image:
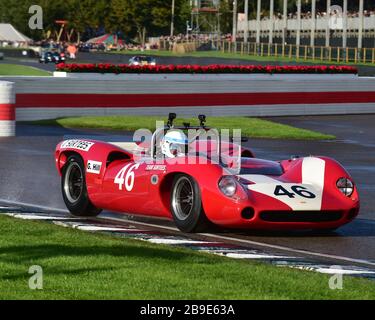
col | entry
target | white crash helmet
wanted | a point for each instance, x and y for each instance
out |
(174, 144)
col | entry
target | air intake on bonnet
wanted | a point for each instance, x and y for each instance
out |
(303, 216)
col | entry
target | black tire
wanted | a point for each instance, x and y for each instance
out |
(74, 190)
(186, 205)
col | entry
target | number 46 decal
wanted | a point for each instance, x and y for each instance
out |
(298, 190)
(126, 177)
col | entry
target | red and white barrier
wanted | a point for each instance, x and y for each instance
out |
(7, 109)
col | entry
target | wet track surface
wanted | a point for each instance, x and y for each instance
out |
(28, 175)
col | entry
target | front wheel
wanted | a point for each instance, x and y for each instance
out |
(186, 205)
(74, 189)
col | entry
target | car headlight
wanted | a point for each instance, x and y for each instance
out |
(345, 186)
(228, 186)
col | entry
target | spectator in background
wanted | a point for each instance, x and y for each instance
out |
(72, 50)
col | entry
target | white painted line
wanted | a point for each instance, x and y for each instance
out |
(344, 271)
(10, 208)
(260, 244)
(253, 256)
(108, 229)
(27, 216)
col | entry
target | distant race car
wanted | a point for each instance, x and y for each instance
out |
(52, 57)
(217, 183)
(142, 61)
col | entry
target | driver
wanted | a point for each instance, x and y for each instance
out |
(174, 144)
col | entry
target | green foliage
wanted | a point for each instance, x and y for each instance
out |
(133, 18)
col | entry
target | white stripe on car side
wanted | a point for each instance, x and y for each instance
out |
(313, 172)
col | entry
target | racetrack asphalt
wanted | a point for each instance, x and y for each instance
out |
(28, 175)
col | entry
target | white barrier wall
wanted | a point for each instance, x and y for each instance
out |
(307, 24)
(7, 109)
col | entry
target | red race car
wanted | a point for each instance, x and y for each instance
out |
(198, 181)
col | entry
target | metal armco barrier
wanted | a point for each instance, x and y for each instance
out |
(7, 109)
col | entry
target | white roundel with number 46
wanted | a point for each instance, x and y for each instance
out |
(126, 177)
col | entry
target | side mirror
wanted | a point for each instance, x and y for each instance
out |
(202, 119)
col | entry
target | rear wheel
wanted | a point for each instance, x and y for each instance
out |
(186, 205)
(74, 189)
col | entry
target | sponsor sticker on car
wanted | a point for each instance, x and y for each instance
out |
(94, 167)
(77, 144)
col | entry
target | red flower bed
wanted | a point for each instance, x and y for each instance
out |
(211, 69)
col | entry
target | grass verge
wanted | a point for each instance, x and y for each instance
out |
(19, 70)
(251, 127)
(79, 265)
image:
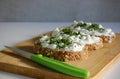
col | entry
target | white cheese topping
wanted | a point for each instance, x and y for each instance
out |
(75, 38)
(67, 40)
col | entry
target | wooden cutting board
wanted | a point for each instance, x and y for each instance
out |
(97, 63)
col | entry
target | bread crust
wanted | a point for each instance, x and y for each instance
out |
(63, 55)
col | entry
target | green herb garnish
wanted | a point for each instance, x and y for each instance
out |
(95, 27)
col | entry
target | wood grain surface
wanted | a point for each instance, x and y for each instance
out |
(97, 63)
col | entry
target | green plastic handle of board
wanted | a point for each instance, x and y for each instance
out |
(60, 66)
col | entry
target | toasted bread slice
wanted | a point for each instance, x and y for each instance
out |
(61, 55)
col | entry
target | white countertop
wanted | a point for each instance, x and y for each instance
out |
(15, 32)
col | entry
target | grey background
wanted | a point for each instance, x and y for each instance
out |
(59, 10)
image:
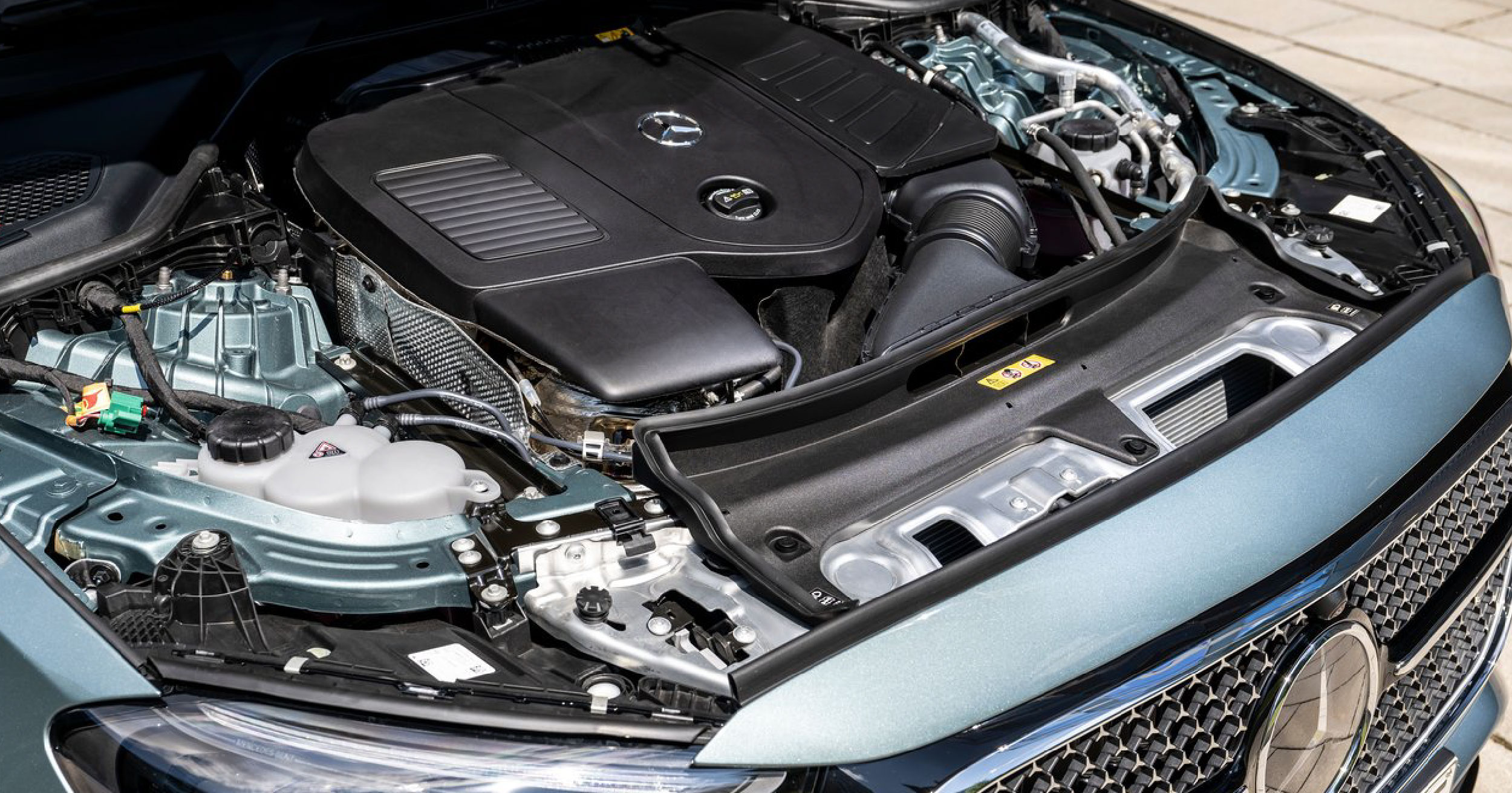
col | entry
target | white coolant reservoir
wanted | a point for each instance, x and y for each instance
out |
(344, 471)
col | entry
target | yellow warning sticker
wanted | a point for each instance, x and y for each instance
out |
(1015, 372)
(614, 35)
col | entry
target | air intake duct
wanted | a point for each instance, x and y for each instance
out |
(971, 228)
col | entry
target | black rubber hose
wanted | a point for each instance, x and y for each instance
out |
(927, 76)
(371, 404)
(20, 371)
(149, 228)
(108, 301)
(1089, 188)
(416, 420)
(161, 300)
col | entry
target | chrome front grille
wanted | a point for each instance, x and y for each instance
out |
(1393, 586)
(1195, 731)
(1408, 709)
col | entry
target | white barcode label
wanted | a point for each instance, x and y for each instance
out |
(1358, 207)
(451, 664)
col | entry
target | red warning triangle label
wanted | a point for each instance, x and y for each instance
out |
(327, 449)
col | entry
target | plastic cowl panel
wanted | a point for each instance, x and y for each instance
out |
(1129, 579)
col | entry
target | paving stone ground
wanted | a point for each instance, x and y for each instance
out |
(1437, 73)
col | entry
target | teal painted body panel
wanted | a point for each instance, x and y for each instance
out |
(50, 661)
(1141, 573)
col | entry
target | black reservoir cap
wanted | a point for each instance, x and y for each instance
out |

▶ **Aim**: Please set down each line of the data above exactly as written, without the pictures.

▶ **Finished task**:
image:
col | entry
target | white crash helmet
wanted | a point for each instance, x and y for each instance
out |
(174, 144)
col | entry
target | air intake on bonnet
wanted | a point for each instance, x and y for each instance
out |
(303, 216)
col | entry
target | black tire
wanted | a point for each instance, x and y for each instance
out |
(74, 190)
(186, 205)
col | entry
target | number 46 decal
wanted | a point for each instance, x and y for each instance
out |
(298, 190)
(126, 177)
col | entry
target | red and white barrier
wanted | a point for each instance, x and y for each instance
out |
(7, 109)
col | entry
target | wet track surface
wanted | a point for each instance, x and y for each instance
out |
(28, 175)
col | entry
target | front wheel
wanted | a point for each instance, x and y for each instance
out |
(186, 205)
(74, 189)
col | entry
target | car headlight
wanted | a point for each instance, x and y for each instance
out |
(345, 186)
(228, 186)
col | entry
target | spectator in background
wanted | a point for each instance, x and y for each instance
out |
(72, 50)
col | entry
target | white painted line
wanted | a point for each instance, x and y for each instance
out |
(344, 271)
(10, 208)
(260, 244)
(253, 256)
(108, 229)
(27, 216)
col | entry
target | distant race car
wanted | a point for each instance, x and y for each instance
out |
(52, 57)
(217, 183)
(142, 61)
col | entry
target | driver
wanted | a point for each instance, x and y for each instance
out |
(174, 144)
col | entry
target | green foliage
wanted | a point for each instance, x and y for each instance
out |
(133, 18)
col | entry
target | white stripe on car side
wanted | a point for each instance, x and y for each instance
out |
(313, 172)
col | entry
target | racetrack asphalt
wanted | a point for each instance, x and y for each instance
out |
(28, 175)
col | entry
target | white barrier wall
wanted | a point for each instance, x and y for each instance
out |
(307, 24)
(7, 109)
col | entry
target | red race car
wanted | a point for each instance, x and y for each instance
out |
(198, 181)
col | entry
target | metal armco barrier
wanted | a point for each instance, x and y for each instance
out |
(7, 109)
col | entry
target | white roundel with number 46
wanted | a point for each instance, x and y for each instance
out |
(126, 177)
col | entry
target | side mirror
wanted | a point for each instance, x and y for each instance
out |
(202, 119)
col | entry
target | rear wheel
wanted | a point for each instance, x and y for each instance
out |
(186, 205)
(74, 189)
col | entry
target | sponsor sticker on car
wanted | a point for each instance, x and y for each instance
out |
(94, 167)
(77, 144)
col | entry
target | red flower bed
wanted | a point for each instance, x and y for each instance
out |
(211, 69)
col | entry
target | grass verge
wanted | a point for each instance, x and y for each instance
out |
(19, 70)
(251, 127)
(79, 265)
image:
col | entry
target | white cheese topping
wanted | a point for each instance, x and y for each instance
out |
(75, 38)
(67, 40)
col | entry
target | wooden cutting board
wanted | a point for each instance, x and y for each instance
out |
(97, 63)
col | entry
target | bread crust
wanted | a point for each instance, x and y for each instance
out |
(63, 55)
col | entry
target | green herb garnish
wanted | a point for each instance, x and y for each instance
out |
(95, 27)
col | entry
target | wood grain surface
wanted | a point for each instance, x and y for each instance
out |
(97, 63)
col | entry
target | green plastic handle of board
wanted | a point for each instance, x and y for each instance
out |
(60, 66)
col | entry
target | toasted bread slice
wanted | a point for each instance, x and y for each instance
out |
(61, 55)
col | entry
target | white countertop
wanted | a point for each instance, x and y for each instance
out |
(15, 32)
col | entry
target | grey background
wanted | a point for each instance, x and y for each instance
out |
(59, 10)
image:
col | entry
target | white coolant reservoir
wanted | a point for each instance, x and y for each instance
out |
(344, 471)
col | entry
target | yellow warning sticker
wanted | a point for each instance, x and y for each instance
out |
(1015, 372)
(614, 35)
col | entry
target | air intake duct
wanted | a point for each instance, x and y for each instance
out |
(971, 228)
col | entry
target | black rubber hose
wanted | a point for each instance, x and y for each instance
out |
(927, 76)
(371, 404)
(20, 371)
(149, 228)
(108, 301)
(1089, 188)
(416, 420)
(161, 300)
col | entry
target | chrome front grille
wanted | a point for each instance, x and y for each instance
out |
(1393, 586)
(1195, 731)
(1408, 709)
col | entry
target | white barcode label
wanted | a point for each instance, x and y for each instance
out |
(1358, 207)
(451, 664)
col | entry
target | red warning triangle label
wanted | a point for each instance, x and y for each instance
out |
(327, 449)
col | entry
target | plastic cowl panel
wanted | a point for each instance, x and y for each instance
out |
(1129, 579)
col | entry
target | paving stone ground
wanted | a point for each instance, x and y for each instance
out |
(1437, 73)
col | entry
target | teal painted body panel
wanted | a point for each instance, x and y for each instance
out |
(50, 661)
(1141, 573)
col | entry
target | black reservoir cap
wanted | a point for each instance, x and y for each instance
out |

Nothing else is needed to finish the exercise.